# START OF Data provided

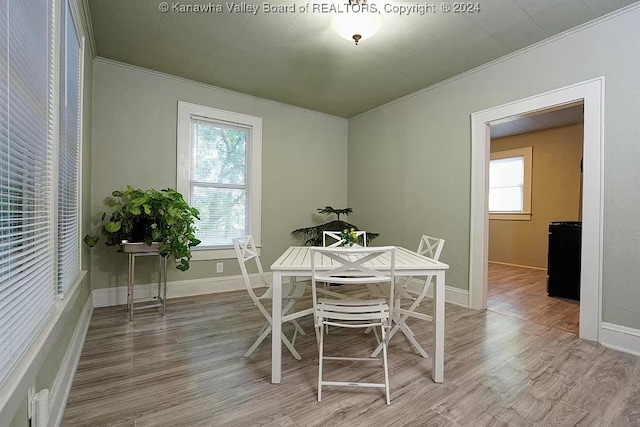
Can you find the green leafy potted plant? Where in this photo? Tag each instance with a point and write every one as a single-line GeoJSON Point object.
{"type": "Point", "coordinates": [313, 234]}
{"type": "Point", "coordinates": [150, 216]}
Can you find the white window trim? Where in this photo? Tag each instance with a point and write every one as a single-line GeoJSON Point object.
{"type": "Point", "coordinates": [185, 112]}
{"type": "Point", "coordinates": [525, 215]}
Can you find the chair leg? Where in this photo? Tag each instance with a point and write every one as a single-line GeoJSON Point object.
{"type": "Point", "coordinates": [386, 366]}
{"type": "Point", "coordinates": [320, 360]}
{"type": "Point", "coordinates": [266, 331]}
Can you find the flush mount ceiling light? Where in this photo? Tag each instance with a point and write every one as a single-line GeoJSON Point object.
{"type": "Point", "coordinates": [357, 20]}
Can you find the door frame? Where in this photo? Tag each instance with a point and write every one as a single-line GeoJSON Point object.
{"type": "Point", "coordinates": [590, 92]}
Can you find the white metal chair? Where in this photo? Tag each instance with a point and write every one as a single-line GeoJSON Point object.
{"type": "Point", "coordinates": [352, 266]}
{"type": "Point", "coordinates": [430, 247]}
{"type": "Point", "coordinates": [333, 239]}
{"type": "Point", "coordinates": [245, 251]}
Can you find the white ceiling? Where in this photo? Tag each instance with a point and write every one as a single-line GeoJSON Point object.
{"type": "Point", "coordinates": [296, 58]}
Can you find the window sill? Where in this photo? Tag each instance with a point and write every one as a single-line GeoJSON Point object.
{"type": "Point", "coordinates": [510, 216]}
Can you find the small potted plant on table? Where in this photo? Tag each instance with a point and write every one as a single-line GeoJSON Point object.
{"type": "Point", "coordinates": [151, 216]}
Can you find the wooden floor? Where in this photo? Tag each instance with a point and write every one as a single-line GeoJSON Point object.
{"type": "Point", "coordinates": [522, 292]}
{"type": "Point", "coordinates": [187, 369]}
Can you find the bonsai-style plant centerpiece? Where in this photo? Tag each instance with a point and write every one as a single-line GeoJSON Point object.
{"type": "Point", "coordinates": [150, 216]}
{"type": "Point", "coordinates": [313, 234]}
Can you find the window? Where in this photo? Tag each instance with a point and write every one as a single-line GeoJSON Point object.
{"type": "Point", "coordinates": [510, 184]}
{"type": "Point", "coordinates": [219, 173]}
{"type": "Point", "coordinates": [27, 194]}
{"type": "Point", "coordinates": [69, 151]}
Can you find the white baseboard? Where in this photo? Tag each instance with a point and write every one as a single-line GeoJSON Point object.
{"type": "Point", "coordinates": [517, 265]}
{"type": "Point", "coordinates": [107, 297]}
{"type": "Point", "coordinates": [62, 384]}
{"type": "Point", "coordinates": [451, 295]}
{"type": "Point", "coordinates": [620, 338]}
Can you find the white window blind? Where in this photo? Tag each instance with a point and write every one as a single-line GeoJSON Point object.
{"type": "Point", "coordinates": [27, 293]}
{"type": "Point", "coordinates": [219, 189]}
{"type": "Point", "coordinates": [68, 152]}
{"type": "Point", "coordinates": [506, 184]}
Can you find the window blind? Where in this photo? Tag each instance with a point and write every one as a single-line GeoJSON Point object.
{"type": "Point", "coordinates": [506, 184]}
{"type": "Point", "coordinates": [219, 180]}
{"type": "Point", "coordinates": [27, 295]}
{"type": "Point", "coordinates": [68, 153]}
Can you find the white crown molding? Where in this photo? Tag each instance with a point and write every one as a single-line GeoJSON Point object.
{"type": "Point", "coordinates": [507, 57]}
{"type": "Point", "coordinates": [620, 338]}
{"type": "Point", "coordinates": [215, 88]}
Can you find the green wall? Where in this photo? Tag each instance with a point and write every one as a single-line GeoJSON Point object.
{"type": "Point", "coordinates": [304, 159]}
{"type": "Point", "coordinates": [409, 161]}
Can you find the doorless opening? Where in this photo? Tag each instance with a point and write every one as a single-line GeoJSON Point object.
{"type": "Point", "coordinates": [591, 93]}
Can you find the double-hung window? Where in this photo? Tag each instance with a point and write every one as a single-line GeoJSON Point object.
{"type": "Point", "coordinates": [71, 51]}
{"type": "Point", "coordinates": [27, 250]}
{"type": "Point", "coordinates": [219, 173]}
{"type": "Point", "coordinates": [40, 116]}
{"type": "Point", "coordinates": [510, 184]}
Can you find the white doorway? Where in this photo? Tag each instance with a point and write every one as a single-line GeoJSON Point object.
{"type": "Point", "coordinates": [591, 93]}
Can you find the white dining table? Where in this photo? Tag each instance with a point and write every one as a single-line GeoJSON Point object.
{"type": "Point", "coordinates": [295, 263]}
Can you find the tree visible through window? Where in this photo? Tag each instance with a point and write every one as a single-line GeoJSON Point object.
{"type": "Point", "coordinates": [219, 178]}
{"type": "Point", "coordinates": [219, 155]}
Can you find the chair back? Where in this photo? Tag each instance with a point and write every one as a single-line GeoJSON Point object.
{"type": "Point", "coordinates": [357, 265]}
{"type": "Point", "coordinates": [246, 251]}
{"type": "Point", "coordinates": [333, 239]}
{"type": "Point", "coordinates": [430, 247]}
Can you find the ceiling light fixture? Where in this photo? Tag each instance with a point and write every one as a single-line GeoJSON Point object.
{"type": "Point", "coordinates": [358, 21]}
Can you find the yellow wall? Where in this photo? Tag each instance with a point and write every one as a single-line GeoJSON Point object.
{"type": "Point", "coordinates": [555, 195]}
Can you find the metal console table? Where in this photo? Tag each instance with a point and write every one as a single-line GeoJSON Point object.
{"type": "Point", "coordinates": [142, 249]}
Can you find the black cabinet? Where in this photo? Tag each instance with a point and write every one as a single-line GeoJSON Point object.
{"type": "Point", "coordinates": [563, 260]}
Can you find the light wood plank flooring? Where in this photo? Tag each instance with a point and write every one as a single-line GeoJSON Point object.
{"type": "Point", "coordinates": [187, 369]}
{"type": "Point", "coordinates": [522, 292]}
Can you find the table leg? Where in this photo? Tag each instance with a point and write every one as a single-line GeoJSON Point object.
{"type": "Point", "coordinates": [159, 294]}
{"type": "Point", "coordinates": [164, 290]}
{"type": "Point", "coordinates": [276, 324]}
{"type": "Point", "coordinates": [130, 297]}
{"type": "Point", "coordinates": [438, 328]}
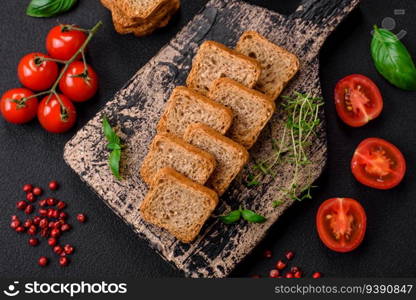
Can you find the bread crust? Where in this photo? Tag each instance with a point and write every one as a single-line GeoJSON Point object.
{"type": "Point", "coordinates": [147, 171]}
{"type": "Point", "coordinates": [133, 13]}
{"type": "Point", "coordinates": [240, 151]}
{"type": "Point", "coordinates": [265, 101]}
{"type": "Point", "coordinates": [196, 63]}
{"type": "Point", "coordinates": [227, 114]}
{"type": "Point", "coordinates": [169, 174]}
{"type": "Point", "coordinates": [292, 57]}
{"type": "Point", "coordinates": [142, 27]}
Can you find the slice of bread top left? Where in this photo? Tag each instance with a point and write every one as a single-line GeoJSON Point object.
{"type": "Point", "coordinates": [167, 150]}
{"type": "Point", "coordinates": [185, 106]}
{"type": "Point", "coordinates": [178, 204]}
{"type": "Point", "coordinates": [214, 60]}
{"type": "Point", "coordinates": [230, 156]}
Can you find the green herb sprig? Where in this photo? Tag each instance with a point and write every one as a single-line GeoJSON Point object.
{"type": "Point", "coordinates": [114, 144]}
{"type": "Point", "coordinates": [248, 215]}
{"type": "Point", "coordinates": [303, 119]}
{"type": "Point", "coordinates": [48, 8]}
{"type": "Point", "coordinates": [393, 60]}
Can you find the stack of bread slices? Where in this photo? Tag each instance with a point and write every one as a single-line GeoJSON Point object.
{"type": "Point", "coordinates": [207, 127]}
{"type": "Point", "coordinates": [141, 17]}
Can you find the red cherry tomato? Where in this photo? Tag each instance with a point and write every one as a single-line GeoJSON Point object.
{"type": "Point", "coordinates": [341, 224]}
{"type": "Point", "coordinates": [55, 117]}
{"type": "Point", "coordinates": [378, 164]}
{"type": "Point", "coordinates": [77, 84]}
{"type": "Point", "coordinates": [18, 111]}
{"type": "Point", "coordinates": [35, 74]}
{"type": "Point", "coordinates": [357, 100]}
{"type": "Point", "coordinates": [62, 43]}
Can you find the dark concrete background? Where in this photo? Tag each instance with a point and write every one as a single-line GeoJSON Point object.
{"type": "Point", "coordinates": [106, 247]}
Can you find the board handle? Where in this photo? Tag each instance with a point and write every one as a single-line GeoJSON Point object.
{"type": "Point", "coordinates": [318, 18]}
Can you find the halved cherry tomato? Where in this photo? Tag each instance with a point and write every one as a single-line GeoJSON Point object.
{"type": "Point", "coordinates": [36, 74]}
{"type": "Point", "coordinates": [57, 116]}
{"type": "Point", "coordinates": [341, 224]}
{"type": "Point", "coordinates": [62, 43]}
{"type": "Point", "coordinates": [357, 100]}
{"type": "Point", "coordinates": [79, 84]}
{"type": "Point", "coordinates": [378, 164]}
{"type": "Point", "coordinates": [16, 109]}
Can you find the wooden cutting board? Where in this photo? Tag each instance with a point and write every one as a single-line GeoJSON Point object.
{"type": "Point", "coordinates": [137, 108]}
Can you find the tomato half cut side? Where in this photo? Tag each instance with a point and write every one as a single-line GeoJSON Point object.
{"type": "Point", "coordinates": [378, 164]}
{"type": "Point", "coordinates": [357, 100]}
{"type": "Point", "coordinates": [341, 224]}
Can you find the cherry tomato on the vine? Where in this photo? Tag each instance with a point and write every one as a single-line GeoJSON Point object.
{"type": "Point", "coordinates": [15, 108]}
{"type": "Point", "coordinates": [36, 74]}
{"type": "Point", "coordinates": [57, 116]}
{"type": "Point", "coordinates": [79, 84]}
{"type": "Point", "coordinates": [62, 42]}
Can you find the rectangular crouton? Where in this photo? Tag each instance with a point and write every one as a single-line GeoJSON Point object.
{"type": "Point", "coordinates": [278, 65]}
{"type": "Point", "coordinates": [251, 109]}
{"type": "Point", "coordinates": [166, 150]}
{"type": "Point", "coordinates": [214, 60]}
{"type": "Point", "coordinates": [185, 106]}
{"type": "Point", "coordinates": [230, 156]}
{"type": "Point", "coordinates": [178, 204]}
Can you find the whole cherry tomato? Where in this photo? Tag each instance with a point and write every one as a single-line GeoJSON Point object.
{"type": "Point", "coordinates": [16, 108]}
{"type": "Point", "coordinates": [79, 84]}
{"type": "Point", "coordinates": [35, 73]}
{"type": "Point", "coordinates": [57, 115]}
{"type": "Point", "coordinates": [62, 42]}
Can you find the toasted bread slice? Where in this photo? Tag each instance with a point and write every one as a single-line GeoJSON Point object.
{"type": "Point", "coordinates": [278, 65]}
{"type": "Point", "coordinates": [251, 109]}
{"type": "Point", "coordinates": [125, 26]}
{"type": "Point", "coordinates": [169, 8]}
{"type": "Point", "coordinates": [139, 9]}
{"type": "Point", "coordinates": [178, 204]}
{"type": "Point", "coordinates": [213, 60]}
{"type": "Point", "coordinates": [230, 156]}
{"type": "Point", "coordinates": [185, 106]}
{"type": "Point", "coordinates": [166, 150]}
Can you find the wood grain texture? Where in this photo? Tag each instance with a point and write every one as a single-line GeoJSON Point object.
{"type": "Point", "coordinates": [137, 107]}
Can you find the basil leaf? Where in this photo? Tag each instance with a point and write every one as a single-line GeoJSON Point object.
{"type": "Point", "coordinates": [108, 130]}
{"type": "Point", "coordinates": [48, 8]}
{"type": "Point", "coordinates": [113, 146]}
{"type": "Point", "coordinates": [252, 217]}
{"type": "Point", "coordinates": [393, 60]}
{"type": "Point", "coordinates": [277, 203]}
{"type": "Point", "coordinates": [232, 217]}
{"type": "Point", "coordinates": [114, 162]}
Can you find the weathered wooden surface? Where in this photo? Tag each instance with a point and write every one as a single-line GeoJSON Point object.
{"type": "Point", "coordinates": [137, 107]}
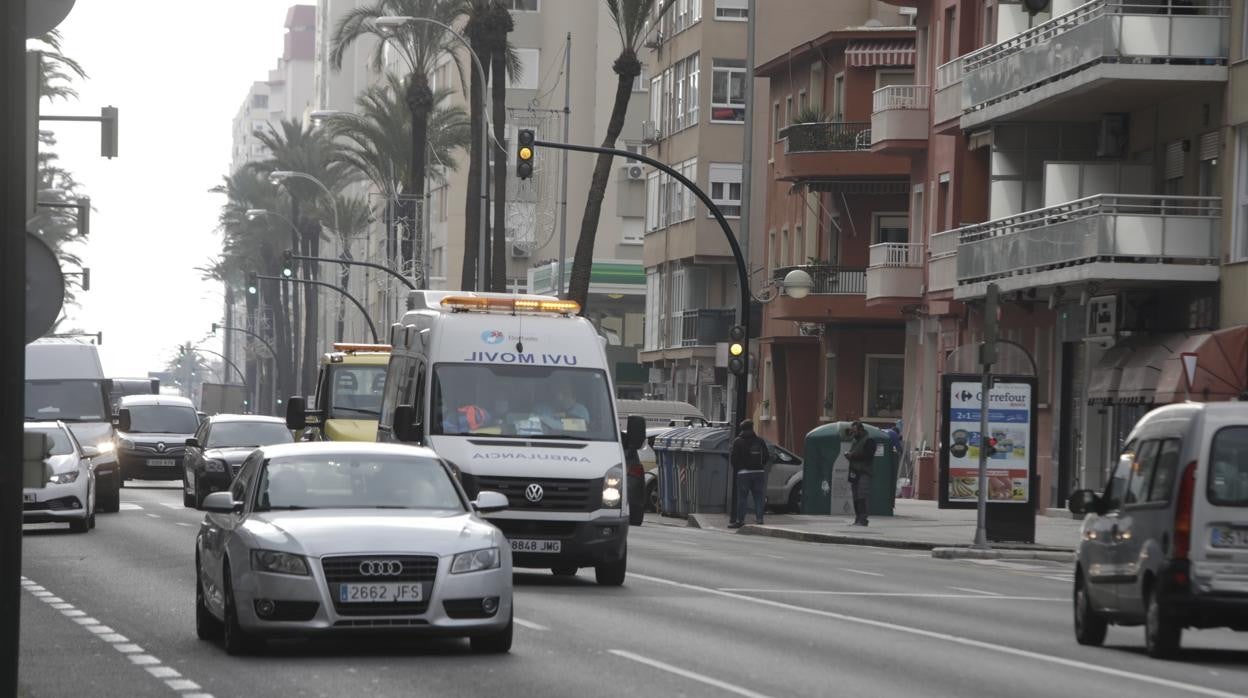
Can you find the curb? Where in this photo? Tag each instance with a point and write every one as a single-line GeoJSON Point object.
{"type": "Point", "coordinates": [1002, 553]}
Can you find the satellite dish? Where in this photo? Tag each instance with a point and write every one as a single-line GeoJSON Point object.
{"type": "Point", "coordinates": [1036, 6]}
{"type": "Point", "coordinates": [45, 287]}
{"type": "Point", "coordinates": [45, 15]}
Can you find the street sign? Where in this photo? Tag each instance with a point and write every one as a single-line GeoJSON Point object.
{"type": "Point", "coordinates": [1188, 360]}
{"type": "Point", "coordinates": [45, 287]}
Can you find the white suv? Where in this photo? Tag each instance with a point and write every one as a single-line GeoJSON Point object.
{"type": "Point", "coordinates": [1166, 545]}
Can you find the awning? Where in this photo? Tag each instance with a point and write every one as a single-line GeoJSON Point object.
{"type": "Point", "coordinates": [1147, 368]}
{"type": "Point", "coordinates": [867, 54]}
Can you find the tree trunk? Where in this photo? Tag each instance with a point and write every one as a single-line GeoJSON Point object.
{"type": "Point", "coordinates": [498, 95]}
{"type": "Point", "coordinates": [472, 200]}
{"type": "Point", "coordinates": [627, 69]}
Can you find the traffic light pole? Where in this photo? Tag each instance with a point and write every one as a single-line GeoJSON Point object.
{"type": "Point", "coordinates": [350, 297]}
{"type": "Point", "coordinates": [743, 275]}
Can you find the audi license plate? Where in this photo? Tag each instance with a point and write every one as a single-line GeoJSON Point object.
{"type": "Point", "coordinates": [536, 546]}
{"type": "Point", "coordinates": [1228, 537]}
{"type": "Point", "coordinates": [381, 593]}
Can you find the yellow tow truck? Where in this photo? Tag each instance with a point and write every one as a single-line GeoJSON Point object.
{"type": "Point", "coordinates": [348, 396]}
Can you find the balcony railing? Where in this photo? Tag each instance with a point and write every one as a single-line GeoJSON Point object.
{"type": "Point", "coordinates": [896, 255]}
{"type": "Point", "coordinates": [703, 327]}
{"type": "Point", "coordinates": [1098, 31]}
{"type": "Point", "coordinates": [1108, 227]}
{"type": "Point", "coordinates": [829, 136]}
{"type": "Point", "coordinates": [830, 280]}
{"type": "Point", "coordinates": [900, 96]}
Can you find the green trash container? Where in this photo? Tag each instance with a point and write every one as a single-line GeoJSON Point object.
{"type": "Point", "coordinates": [825, 472]}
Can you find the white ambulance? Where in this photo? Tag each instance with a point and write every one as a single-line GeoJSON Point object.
{"type": "Point", "coordinates": [517, 392]}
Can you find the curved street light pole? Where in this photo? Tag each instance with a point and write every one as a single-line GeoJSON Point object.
{"type": "Point", "coordinates": [348, 296]}
{"type": "Point", "coordinates": [396, 21]}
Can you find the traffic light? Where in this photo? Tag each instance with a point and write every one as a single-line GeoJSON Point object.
{"type": "Point", "coordinates": [736, 350]}
{"type": "Point", "coordinates": [524, 154]}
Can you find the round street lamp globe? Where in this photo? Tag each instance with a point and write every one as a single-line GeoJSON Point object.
{"type": "Point", "coordinates": [798, 284]}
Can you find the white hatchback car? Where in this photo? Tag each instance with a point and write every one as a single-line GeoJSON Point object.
{"type": "Point", "coordinates": [1166, 545]}
{"type": "Point", "coordinates": [341, 537]}
{"type": "Point", "coordinates": [69, 493]}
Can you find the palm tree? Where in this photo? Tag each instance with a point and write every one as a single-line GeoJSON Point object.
{"type": "Point", "coordinates": [253, 246]}
{"type": "Point", "coordinates": [376, 141]}
{"type": "Point", "coordinates": [632, 20]}
{"type": "Point", "coordinates": [421, 44]}
{"type": "Point", "coordinates": [311, 151]}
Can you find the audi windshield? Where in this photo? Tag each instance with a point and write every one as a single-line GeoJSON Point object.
{"type": "Point", "coordinates": [366, 481]}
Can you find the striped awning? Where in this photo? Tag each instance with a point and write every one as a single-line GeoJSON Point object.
{"type": "Point", "coordinates": [867, 54]}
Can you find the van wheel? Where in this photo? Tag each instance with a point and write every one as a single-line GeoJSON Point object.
{"type": "Point", "coordinates": [1090, 628]}
{"type": "Point", "coordinates": [612, 573]}
{"type": "Point", "coordinates": [1162, 631]}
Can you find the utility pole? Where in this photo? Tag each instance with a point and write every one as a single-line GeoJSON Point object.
{"type": "Point", "coordinates": [563, 196]}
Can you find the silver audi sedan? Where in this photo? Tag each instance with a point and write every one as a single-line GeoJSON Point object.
{"type": "Point", "coordinates": [326, 537]}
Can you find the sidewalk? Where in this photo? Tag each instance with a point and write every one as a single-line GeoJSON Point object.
{"type": "Point", "coordinates": [915, 525]}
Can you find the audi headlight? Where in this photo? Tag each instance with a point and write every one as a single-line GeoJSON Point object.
{"type": "Point", "coordinates": [64, 477]}
{"type": "Point", "coordinates": [278, 562]}
{"type": "Point", "coordinates": [613, 487]}
{"type": "Point", "coordinates": [476, 561]}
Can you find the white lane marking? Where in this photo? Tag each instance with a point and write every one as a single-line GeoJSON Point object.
{"type": "Point", "coordinates": [975, 591]}
{"type": "Point", "coordinates": [687, 673]}
{"type": "Point", "coordinates": [529, 624]}
{"type": "Point", "coordinates": [952, 639]}
{"type": "Point", "coordinates": [897, 594]}
{"type": "Point", "coordinates": [861, 572]}
{"type": "Point", "coordinates": [135, 653]}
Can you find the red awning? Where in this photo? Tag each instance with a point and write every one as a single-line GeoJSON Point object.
{"type": "Point", "coordinates": [869, 54]}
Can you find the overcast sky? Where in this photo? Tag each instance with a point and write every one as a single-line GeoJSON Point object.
{"type": "Point", "coordinates": [177, 73]}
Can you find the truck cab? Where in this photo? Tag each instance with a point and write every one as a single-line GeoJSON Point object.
{"type": "Point", "coordinates": [514, 391]}
{"type": "Point", "coordinates": [348, 395]}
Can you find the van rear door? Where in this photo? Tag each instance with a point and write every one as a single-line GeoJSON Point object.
{"type": "Point", "coordinates": [1219, 520]}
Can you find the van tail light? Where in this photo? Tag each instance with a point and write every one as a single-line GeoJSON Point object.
{"type": "Point", "coordinates": [1183, 512]}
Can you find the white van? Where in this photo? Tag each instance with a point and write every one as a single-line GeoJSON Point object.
{"type": "Point", "coordinates": [65, 382]}
{"type": "Point", "coordinates": [1166, 545]}
{"type": "Point", "coordinates": [516, 391]}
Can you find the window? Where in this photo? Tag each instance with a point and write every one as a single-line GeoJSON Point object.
{"type": "Point", "coordinates": [1228, 467]}
{"type": "Point", "coordinates": [885, 386]}
{"type": "Point", "coordinates": [890, 227]}
{"type": "Point", "coordinates": [728, 90]}
{"type": "Point", "coordinates": [1239, 232]}
{"type": "Point", "coordinates": [529, 69]}
{"type": "Point", "coordinates": [725, 187]}
{"type": "Point", "coordinates": [733, 10]}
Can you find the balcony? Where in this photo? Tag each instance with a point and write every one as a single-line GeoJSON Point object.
{"type": "Point", "coordinates": [1111, 55]}
{"type": "Point", "coordinates": [834, 150]}
{"type": "Point", "coordinates": [895, 272]}
{"type": "Point", "coordinates": [947, 94]}
{"type": "Point", "coordinates": [900, 117]}
{"type": "Point", "coordinates": [1108, 237]}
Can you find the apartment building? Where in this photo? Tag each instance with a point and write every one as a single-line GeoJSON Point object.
{"type": "Point", "coordinates": [1081, 160]}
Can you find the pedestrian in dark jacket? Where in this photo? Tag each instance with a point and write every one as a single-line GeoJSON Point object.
{"type": "Point", "coordinates": [749, 461]}
{"type": "Point", "coordinates": [860, 456]}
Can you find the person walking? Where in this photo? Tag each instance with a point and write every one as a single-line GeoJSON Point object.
{"type": "Point", "coordinates": [861, 456]}
{"type": "Point", "coordinates": [749, 462]}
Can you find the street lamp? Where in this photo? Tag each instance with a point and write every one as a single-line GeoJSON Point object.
{"type": "Point", "coordinates": [398, 21]}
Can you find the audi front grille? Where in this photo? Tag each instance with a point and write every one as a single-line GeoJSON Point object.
{"type": "Point", "coordinates": [346, 570]}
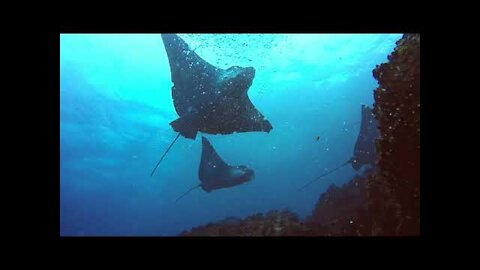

# END OF Data provided

**Required task**
State how many lines of the data above contain the string "metal". Give only the number.

**Task answer**
2